» **Ejercicio**
Devuelve sin ningún cambio las líneas de los datos, empezando por la que contiene "point: lip -- one" y terminando en la última línea de los datos, ambas incluidas.

» **Datos para procesar**
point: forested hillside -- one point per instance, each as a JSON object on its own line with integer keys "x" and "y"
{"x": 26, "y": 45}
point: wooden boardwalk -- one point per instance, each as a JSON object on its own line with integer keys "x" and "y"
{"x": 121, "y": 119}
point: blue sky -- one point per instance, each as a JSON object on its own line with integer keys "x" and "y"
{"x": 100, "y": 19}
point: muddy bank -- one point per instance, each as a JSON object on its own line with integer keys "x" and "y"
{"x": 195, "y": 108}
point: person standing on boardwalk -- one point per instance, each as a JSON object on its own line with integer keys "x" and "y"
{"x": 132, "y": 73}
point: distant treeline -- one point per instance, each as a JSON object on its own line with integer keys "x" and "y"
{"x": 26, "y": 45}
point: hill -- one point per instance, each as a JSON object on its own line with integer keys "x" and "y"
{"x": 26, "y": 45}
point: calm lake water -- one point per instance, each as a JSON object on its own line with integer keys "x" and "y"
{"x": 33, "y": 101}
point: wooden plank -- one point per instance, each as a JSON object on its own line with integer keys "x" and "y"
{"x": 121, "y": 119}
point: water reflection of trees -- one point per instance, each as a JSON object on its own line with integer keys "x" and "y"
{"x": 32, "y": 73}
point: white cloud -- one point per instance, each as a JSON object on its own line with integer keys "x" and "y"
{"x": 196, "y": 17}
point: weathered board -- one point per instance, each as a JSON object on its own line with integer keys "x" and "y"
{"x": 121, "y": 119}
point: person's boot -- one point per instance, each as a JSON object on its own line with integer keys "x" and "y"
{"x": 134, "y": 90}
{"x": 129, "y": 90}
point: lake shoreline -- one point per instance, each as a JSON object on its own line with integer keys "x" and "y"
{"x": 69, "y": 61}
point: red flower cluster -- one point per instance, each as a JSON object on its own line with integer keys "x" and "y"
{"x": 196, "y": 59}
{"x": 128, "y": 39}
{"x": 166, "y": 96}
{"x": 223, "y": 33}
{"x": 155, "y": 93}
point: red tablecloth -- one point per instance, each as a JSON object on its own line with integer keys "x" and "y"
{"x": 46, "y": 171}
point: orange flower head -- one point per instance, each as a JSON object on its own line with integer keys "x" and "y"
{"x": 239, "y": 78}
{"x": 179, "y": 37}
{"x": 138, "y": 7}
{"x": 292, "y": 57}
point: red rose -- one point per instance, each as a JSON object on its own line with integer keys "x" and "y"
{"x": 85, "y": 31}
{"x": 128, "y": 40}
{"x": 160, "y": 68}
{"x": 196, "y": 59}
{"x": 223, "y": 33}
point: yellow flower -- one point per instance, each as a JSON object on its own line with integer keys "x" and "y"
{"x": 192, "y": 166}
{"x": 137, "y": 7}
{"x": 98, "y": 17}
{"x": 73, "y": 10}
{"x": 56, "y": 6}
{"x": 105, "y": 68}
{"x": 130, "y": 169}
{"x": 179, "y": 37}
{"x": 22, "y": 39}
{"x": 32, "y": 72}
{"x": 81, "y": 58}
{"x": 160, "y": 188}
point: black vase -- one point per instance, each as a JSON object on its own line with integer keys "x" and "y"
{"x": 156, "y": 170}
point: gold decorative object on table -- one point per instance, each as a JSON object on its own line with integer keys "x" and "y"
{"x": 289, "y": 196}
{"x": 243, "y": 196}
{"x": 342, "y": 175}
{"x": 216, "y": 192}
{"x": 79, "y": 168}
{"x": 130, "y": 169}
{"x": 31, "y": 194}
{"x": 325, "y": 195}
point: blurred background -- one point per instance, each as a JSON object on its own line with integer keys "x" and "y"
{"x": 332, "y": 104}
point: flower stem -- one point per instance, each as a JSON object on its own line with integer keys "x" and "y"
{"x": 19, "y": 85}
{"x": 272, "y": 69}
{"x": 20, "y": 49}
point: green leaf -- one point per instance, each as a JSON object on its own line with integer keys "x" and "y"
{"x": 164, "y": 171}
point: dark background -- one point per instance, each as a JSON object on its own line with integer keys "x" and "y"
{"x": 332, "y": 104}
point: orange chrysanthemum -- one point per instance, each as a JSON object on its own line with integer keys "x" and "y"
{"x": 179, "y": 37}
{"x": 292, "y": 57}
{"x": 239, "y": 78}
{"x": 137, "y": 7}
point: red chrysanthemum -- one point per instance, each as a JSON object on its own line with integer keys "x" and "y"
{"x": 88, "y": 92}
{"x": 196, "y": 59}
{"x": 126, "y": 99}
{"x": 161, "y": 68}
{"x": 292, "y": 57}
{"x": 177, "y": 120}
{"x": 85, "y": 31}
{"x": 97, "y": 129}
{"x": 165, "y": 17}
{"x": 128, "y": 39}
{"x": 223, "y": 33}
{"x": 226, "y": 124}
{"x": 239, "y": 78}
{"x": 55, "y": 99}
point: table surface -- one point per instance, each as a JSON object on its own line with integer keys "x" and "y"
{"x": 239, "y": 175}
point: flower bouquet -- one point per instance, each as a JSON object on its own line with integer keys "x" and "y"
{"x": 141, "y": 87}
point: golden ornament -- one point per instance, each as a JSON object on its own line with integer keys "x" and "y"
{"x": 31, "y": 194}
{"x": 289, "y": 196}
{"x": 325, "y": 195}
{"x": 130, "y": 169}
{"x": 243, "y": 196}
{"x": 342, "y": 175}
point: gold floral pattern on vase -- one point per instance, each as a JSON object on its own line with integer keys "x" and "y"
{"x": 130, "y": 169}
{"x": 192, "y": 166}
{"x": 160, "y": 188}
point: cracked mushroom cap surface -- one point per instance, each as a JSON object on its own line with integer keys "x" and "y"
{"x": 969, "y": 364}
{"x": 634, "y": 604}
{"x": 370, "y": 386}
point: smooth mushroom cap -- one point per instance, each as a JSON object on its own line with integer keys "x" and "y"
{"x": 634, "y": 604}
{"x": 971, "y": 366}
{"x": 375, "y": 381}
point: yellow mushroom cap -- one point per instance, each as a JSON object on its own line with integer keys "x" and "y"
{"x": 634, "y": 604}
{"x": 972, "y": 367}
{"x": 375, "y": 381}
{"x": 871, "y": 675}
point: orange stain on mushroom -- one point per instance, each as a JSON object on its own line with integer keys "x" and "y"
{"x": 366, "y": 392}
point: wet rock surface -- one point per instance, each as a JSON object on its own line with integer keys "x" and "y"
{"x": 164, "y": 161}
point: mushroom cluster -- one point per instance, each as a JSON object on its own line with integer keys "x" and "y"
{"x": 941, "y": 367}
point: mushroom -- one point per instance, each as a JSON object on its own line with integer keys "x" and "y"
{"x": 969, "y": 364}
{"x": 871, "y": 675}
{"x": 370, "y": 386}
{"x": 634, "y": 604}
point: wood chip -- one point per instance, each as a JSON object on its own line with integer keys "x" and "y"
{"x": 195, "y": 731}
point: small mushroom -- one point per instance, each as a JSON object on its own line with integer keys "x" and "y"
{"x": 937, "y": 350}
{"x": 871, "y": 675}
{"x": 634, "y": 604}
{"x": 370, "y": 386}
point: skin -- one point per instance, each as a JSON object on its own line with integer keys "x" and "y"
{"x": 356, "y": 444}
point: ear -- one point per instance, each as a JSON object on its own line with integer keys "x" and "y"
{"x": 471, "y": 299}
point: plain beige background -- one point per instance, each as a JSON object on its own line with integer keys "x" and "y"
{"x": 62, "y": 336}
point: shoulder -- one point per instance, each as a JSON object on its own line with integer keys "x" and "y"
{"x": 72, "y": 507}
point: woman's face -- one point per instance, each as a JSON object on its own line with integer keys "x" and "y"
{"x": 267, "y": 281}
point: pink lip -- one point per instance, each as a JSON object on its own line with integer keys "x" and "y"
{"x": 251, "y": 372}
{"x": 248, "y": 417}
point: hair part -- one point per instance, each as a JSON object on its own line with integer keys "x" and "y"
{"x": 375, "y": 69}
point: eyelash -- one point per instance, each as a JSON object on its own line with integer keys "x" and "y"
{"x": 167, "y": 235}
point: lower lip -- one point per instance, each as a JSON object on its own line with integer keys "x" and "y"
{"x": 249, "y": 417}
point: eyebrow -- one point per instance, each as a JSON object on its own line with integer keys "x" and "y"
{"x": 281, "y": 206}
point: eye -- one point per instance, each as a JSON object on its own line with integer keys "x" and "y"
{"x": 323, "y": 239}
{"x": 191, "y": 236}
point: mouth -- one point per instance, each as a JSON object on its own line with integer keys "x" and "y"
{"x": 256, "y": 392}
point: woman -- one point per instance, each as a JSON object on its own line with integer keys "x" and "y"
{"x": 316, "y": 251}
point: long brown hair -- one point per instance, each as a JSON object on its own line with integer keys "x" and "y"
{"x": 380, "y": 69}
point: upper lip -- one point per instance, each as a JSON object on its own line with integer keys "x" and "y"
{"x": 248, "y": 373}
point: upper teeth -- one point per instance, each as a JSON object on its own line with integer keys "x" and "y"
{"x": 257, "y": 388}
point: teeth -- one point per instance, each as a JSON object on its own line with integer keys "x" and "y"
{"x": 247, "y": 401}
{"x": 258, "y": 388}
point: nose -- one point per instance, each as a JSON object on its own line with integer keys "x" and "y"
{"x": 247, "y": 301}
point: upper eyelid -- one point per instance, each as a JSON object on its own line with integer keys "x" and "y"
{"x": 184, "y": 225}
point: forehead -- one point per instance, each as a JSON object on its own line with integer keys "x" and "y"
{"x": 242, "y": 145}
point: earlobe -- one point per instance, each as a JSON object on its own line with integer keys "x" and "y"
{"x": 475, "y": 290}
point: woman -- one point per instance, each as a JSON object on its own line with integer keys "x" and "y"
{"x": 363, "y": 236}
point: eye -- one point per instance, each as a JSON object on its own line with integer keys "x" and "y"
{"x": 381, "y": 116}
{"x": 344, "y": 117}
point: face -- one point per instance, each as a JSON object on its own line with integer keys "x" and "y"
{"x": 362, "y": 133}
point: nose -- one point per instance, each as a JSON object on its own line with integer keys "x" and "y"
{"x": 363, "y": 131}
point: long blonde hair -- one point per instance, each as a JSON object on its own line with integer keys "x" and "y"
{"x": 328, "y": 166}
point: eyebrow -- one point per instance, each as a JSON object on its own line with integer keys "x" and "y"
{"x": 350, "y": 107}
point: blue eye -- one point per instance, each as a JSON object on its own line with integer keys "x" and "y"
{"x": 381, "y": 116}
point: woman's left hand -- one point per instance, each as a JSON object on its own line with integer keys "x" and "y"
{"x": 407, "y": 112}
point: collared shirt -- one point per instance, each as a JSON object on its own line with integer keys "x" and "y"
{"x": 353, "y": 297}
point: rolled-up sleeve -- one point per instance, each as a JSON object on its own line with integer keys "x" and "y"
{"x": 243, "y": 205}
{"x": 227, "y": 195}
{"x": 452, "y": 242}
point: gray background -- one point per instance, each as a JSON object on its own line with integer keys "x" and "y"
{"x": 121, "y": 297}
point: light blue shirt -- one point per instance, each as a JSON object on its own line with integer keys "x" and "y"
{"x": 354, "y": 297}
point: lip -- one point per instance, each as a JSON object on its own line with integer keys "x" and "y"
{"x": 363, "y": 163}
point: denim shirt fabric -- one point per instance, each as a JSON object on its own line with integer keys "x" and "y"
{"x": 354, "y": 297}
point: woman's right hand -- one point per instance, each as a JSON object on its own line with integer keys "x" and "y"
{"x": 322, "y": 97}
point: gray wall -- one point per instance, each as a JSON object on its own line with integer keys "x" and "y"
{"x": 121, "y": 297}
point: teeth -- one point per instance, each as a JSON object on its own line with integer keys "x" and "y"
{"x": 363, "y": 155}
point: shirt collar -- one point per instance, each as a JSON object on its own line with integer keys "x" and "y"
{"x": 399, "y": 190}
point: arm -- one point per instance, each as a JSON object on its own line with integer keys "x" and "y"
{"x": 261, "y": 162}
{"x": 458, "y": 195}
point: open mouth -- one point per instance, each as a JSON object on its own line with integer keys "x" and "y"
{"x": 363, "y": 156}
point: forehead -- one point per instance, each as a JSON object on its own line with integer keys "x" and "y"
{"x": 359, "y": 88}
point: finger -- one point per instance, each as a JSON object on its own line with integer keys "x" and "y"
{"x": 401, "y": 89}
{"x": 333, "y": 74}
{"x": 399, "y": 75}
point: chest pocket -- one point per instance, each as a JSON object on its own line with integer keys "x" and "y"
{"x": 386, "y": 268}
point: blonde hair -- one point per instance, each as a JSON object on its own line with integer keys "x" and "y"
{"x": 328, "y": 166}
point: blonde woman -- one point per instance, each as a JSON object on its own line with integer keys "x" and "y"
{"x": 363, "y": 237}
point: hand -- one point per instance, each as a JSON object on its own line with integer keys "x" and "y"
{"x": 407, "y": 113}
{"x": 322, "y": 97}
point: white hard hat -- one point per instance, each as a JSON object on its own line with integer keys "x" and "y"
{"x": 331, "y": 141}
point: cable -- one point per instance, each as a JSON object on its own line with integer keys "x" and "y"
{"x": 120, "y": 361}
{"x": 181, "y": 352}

» **Respuesta del ejercicio**
point: lip -- one point per instance, each as a JSON object on its own line with integer keys "x" and "y"
{"x": 363, "y": 163}
point: denim shirt fabric -- one point per instance, each as a JSON object on its own line with integer keys "x" and "y"
{"x": 354, "y": 297}
point: woman's right hand -- one point per instance, each as a JSON object on its own line with integer keys "x" and "y"
{"x": 322, "y": 97}
point: gray wall -- one point per instance, each as a JSON object on its own line with integer keys "x" and "y"
{"x": 121, "y": 297}
point: teeth -- one point per instance, each as a JSON object on its own line with integer keys "x" and "y"
{"x": 363, "y": 155}
point: shirt collar -- one point per instance, each as a JSON object on its own line with integer keys "x" and "y"
{"x": 399, "y": 190}
point: arm -- one point per instance, each as a JSON object on its own line with integer keys "x" and "y"
{"x": 261, "y": 162}
{"x": 458, "y": 195}
point: open mouth -- one point per instance, each as a JSON object on its own line with integer keys "x" and "y"
{"x": 363, "y": 156}
point: forehead -- one point per instance, each as a JSON object on its own line with integer keys "x" and "y"
{"x": 359, "y": 88}
point: finger -- one point per instance, each as a JSON object on its own line with integer keys "x" and "y"
{"x": 401, "y": 89}
{"x": 333, "y": 74}
{"x": 399, "y": 75}
point: chest pocket -- one point per instance, each as a JSON object on its own line with integer keys "x" and "y"
{"x": 386, "y": 268}
point: blonde hair -- one point per instance, each as a JSON object on its own line with integer keys "x" and "y"
{"x": 328, "y": 166}
point: blonde woman -- one point per instance, each as a JSON object on its own line with integer keys "x" and "y"
{"x": 363, "y": 237}
point: hand -- one point per instance, each as a JSON object on its own line with integer keys "x" and "y"
{"x": 407, "y": 113}
{"x": 322, "y": 97}
point: white hard hat -- one point per instance, each as a JSON object on its own line with integer keys "x" and "y"
{"x": 331, "y": 141}
point: cable -- one point per instance, each as a JSON object on its own line with integer keys "x" and "y"
{"x": 120, "y": 361}
{"x": 181, "y": 352}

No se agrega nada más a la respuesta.